Your instructions >>
Your job is to copy the data that follows exactly, every line included.

Exercise input >>
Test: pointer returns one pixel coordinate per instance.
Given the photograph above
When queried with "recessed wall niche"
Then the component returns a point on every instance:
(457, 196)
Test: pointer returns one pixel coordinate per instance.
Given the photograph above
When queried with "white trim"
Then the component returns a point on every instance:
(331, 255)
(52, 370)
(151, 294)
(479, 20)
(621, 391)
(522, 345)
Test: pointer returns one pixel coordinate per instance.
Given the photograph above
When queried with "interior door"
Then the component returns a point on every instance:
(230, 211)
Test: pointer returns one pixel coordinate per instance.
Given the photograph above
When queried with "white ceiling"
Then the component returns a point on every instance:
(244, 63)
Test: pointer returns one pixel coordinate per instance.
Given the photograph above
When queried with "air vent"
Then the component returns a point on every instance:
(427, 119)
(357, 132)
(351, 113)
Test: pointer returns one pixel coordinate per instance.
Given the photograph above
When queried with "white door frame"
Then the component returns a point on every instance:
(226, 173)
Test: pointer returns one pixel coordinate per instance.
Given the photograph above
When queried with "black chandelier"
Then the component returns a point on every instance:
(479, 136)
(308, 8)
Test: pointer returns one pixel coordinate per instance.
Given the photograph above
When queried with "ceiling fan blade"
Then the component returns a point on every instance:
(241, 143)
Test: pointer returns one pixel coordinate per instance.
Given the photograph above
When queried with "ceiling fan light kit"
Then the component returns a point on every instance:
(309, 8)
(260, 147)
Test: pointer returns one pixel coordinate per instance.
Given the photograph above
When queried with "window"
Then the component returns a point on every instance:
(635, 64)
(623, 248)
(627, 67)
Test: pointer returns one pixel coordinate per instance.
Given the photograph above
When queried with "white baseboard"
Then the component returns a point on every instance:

Worked solution >>
Test: pointer returns one pixel coordinate per instance.
Given the photograph above
When queried with "recessed wall niche"
Then the component returns a point on every instance:
(457, 196)
Test: pointer returns one pixel coordinate per instance.
Given the photograph above
When queried with "white trim"
Then the component returns a point on every instance:
(331, 255)
(52, 370)
(151, 294)
(479, 20)
(621, 391)
(522, 345)
Test: pointer returns one pixel coordinate per instance.
Given the photograph above
When queried with "interior door"
Then the component returns a point on every instance:
(230, 211)
Test: pointer returns one pixel coordinate per instance.
Given the photograph above
When queried with "white ceiling"
Then the component returns a point on every instance:
(244, 63)
Test: pointer returns one pixel coordinate per instance.
Given the photograph above
When queried with "air vent"
Then the component returns a point on every instance:
(427, 119)
(357, 132)
(351, 113)
Test: pointer returns one pixel coordinate per instance.
Given the photograph above
When queried with "white door frame"
Then the component returns a point on every instance:
(226, 173)
Test: pointer returns one pixel coordinate per instance.
Given the photograph above
When queried with "black chandelier"
Then the component returns a point on every instance:
(479, 136)
(308, 8)
Test: pointer returns one pixel coordinate per instance.
Given the photograph above
When queried with "ceiling fan blade"
Then the component returns a point on every instance:
(241, 143)
Test: pointer returns one pixel coordinate per instance.
Given the photograph above
When queried with "ceiling fan light kit"
Then the component returns a point on every instance:
(309, 8)
(260, 147)
Test: pointer returns one pixel coordinate per instance.
Given the photograph above
When queried with "window"
Then the component returns a point on every instance:
(635, 64)
(623, 248)
(627, 67)
Test: pointer returns one pixel coordinate per instance.
Given the photograph above
When queried with "white baseboard"
Then the component returns a point on every instance:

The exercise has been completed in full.